TASK GOAL: Do these statements agree with the excerpt about the Asher dispute below? (a) Asher withdrew its first complaint before a responsive pleading was filed. (b) The company received an assignment of a working interest in the Asher lease. (c) The indemnities from Nami Resources Company, LLC and Vinland end on December 31, 2008. Answer yes or no for each, quoting the words of the excerpt that decide it.

ARTICLE:
Nami Resources Company, LLC, a subsidiary of our Predecessor that was retained by our founding unitholder in connection with the Restructuring, has been involved in an ongoing dispute with Asher Land and Mineral Company, Ltd., or Asher, pursuant to which Asher claims, among other things, that Nami Resources Company, LLC did not correctly calculate the royalties paid to it and that it failed to abide by certain terms of the leases relating to the coordination of oil and gas development with coal development activities.
On September 8, 2006, Asher filed a complaint in Kentucky state court initiating an action styled Asher Land and Mineral, Ltd. v. Nami Resources Company, LLC, Bell Circuit Court, Civil Action No. 06-CI-00417. In that action, Asher sought monetary damages and court-ordered rescission of the leases. Before a responsive pleading was filed, Asher voluntarily withdrew its complaint and dismissed the case. On December 15, 2006, Asher filed a new action styled Asher Land and Mineral, Ltd. v. Nami Resources Company, LLC, Bell Circuit Court, Civil Action No. 06-CI-00566. In that action, Asher has made the same allegations as in the prior suit and added a claim for an undetermined amount of punitive damages. The parties have exchanged limited initial discovery requests.
On August 29, 2007, Asher filed a motion to add additional defendants to the action cited above, including Vanguard Natural Resources, LLC, Vanguard Natural Gas, LLC and Trust Energy Company, LLC. The Company has filed several motions to be dismissed from this action but to date is still a named defendant in this case. Since that time, no discovery has been sought from the Company by Asher. We have retained separate counsel to represent us in this case as it progresses and intend to continue to vigorously defend the action.
We received a contract right to receive approximately 99% of the net proceeds from the sale of production from certain producing oil and gas wells located within the Asher lease, which accounted for approximately 2.6% of our estimated proved reserves as of December 31, 2008. We did not receive an assignment of any working interest in the Asher lease. The Asher lease and the litigation related thereto were retained by Nami Resources Company, LLC. If the Asher lease is terminated or if Nami Resources Company, LLC’s rights to production under wells of which we have contract rights to receive proceeds are adversely affected, we could lose our contract rights to receive such proceeds or it could be adversely affected.
Nami Resources Company, LLC and Vinland have agreed to indemnify us for all liabilities, judgments and damages that may arise in connection with the litigation referenced above as well as providing for the defense of any such claims. The indemnities agreed to by Nami Resources Company, LLC and Vinland will remain in place until the resolution of the Asher litigation.
| 10. Common Units and Net Income (Loss) per Unit |
In April 2007, the sole member of VNG contributed all of the issued and outstanding common units in VNG to VNR for six million common units representing all of the issued and outstanding common units of VNR at such time. VNR then completed a private equity offering pursuant to which it sold 2.29 million common units to certain private investors for $41.2 million. The proceeds of this private equity offering were used to make a distribution to Majeed S. Nami, VNR’s largest unitholder. Mr. Nami used a portion of these funds to capitalize Vinland and Vinland paid us $3.9 million to reduce outstanding accounts receivable from Vinland. In October 2007, we successfully completed our IPO of 5.25 million common units.

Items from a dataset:
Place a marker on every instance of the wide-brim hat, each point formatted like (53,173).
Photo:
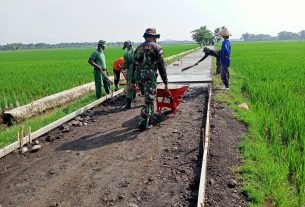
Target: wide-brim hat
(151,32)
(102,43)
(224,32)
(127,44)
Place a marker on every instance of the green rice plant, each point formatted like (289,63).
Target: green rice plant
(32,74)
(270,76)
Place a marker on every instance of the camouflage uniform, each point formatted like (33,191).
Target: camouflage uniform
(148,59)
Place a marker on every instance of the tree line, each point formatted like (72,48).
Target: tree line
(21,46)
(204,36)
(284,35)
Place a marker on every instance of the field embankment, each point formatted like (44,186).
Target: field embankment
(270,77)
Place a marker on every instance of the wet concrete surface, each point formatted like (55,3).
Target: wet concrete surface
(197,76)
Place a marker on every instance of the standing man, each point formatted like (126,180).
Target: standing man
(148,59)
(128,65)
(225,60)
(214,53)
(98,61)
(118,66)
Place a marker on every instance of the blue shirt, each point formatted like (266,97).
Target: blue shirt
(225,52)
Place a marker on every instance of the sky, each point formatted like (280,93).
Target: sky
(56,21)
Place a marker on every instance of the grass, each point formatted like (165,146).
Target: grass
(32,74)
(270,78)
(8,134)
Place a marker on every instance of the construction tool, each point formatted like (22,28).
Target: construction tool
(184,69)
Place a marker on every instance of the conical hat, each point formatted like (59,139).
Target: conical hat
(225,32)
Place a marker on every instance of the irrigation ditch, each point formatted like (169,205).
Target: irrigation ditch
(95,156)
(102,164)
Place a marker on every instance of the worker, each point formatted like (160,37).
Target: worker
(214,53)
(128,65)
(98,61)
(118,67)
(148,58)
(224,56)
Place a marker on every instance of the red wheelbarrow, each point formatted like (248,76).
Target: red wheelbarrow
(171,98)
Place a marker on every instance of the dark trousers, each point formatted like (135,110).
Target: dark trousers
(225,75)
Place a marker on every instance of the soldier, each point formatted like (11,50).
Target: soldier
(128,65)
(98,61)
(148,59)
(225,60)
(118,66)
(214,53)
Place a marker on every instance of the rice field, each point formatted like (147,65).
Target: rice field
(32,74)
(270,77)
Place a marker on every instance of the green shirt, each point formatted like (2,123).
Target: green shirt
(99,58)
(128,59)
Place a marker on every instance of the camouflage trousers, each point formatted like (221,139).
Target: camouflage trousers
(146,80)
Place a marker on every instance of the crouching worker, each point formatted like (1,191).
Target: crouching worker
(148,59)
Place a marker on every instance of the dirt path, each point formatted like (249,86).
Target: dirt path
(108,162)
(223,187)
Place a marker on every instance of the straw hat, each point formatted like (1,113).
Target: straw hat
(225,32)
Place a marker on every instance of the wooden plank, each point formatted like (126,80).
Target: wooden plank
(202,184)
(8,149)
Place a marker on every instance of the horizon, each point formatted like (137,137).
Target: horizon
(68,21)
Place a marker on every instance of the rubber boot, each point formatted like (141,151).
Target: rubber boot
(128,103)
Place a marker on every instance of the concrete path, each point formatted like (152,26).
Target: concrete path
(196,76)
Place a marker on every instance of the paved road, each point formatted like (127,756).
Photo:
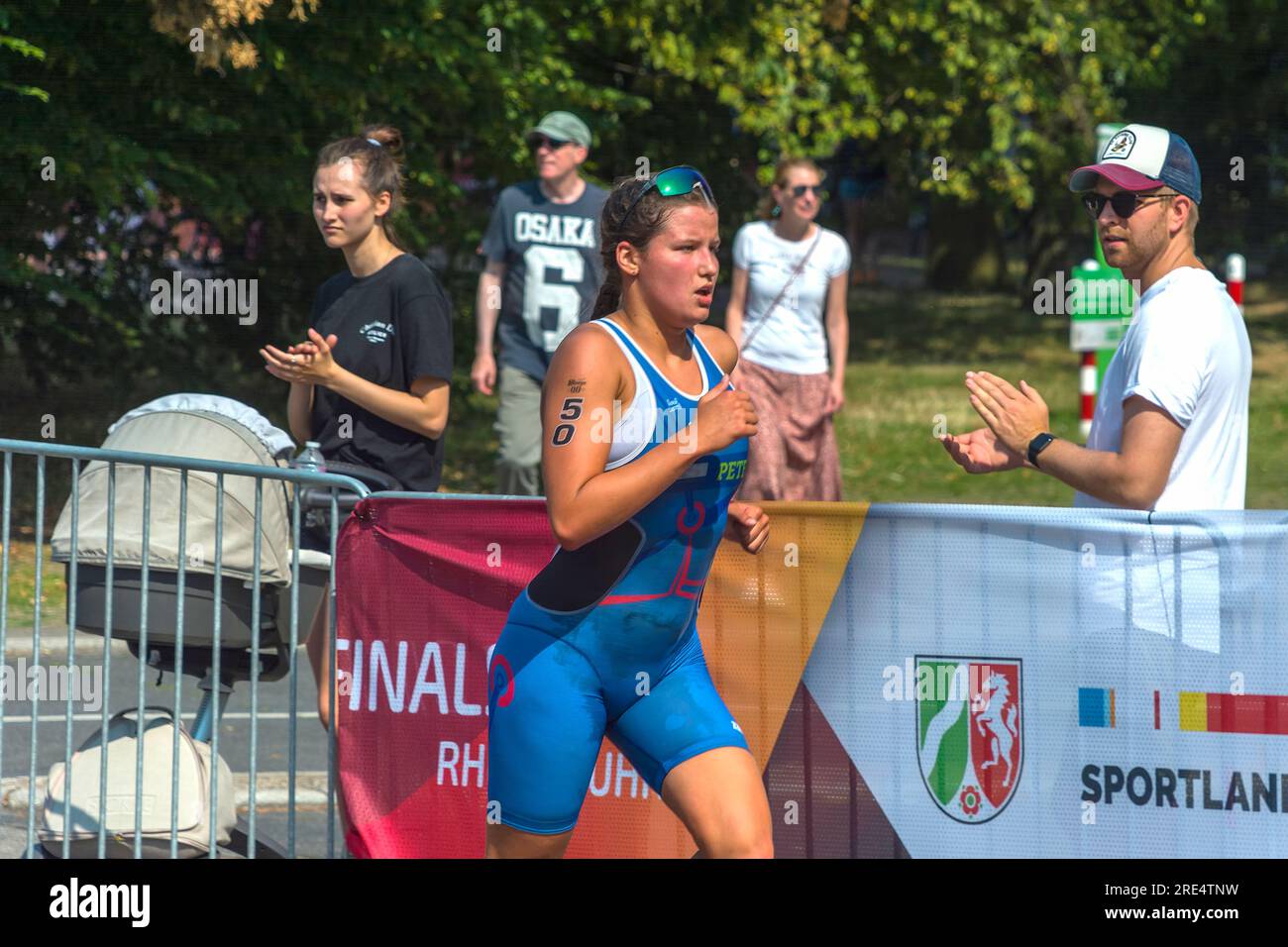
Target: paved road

EXERCISE OUTPUT:
(a) Yes: "Before a responsive pleading was filed, Asher voluntarily withdrew its complaint and dismissed the case."
(b) No: "We did not receive an assignment of any working interest in the Asher lease."
(c) No: "The indemnities agreed to by Nami Resources Company, LLC and Vinland will remain in place until the resolution of the Asher litigation."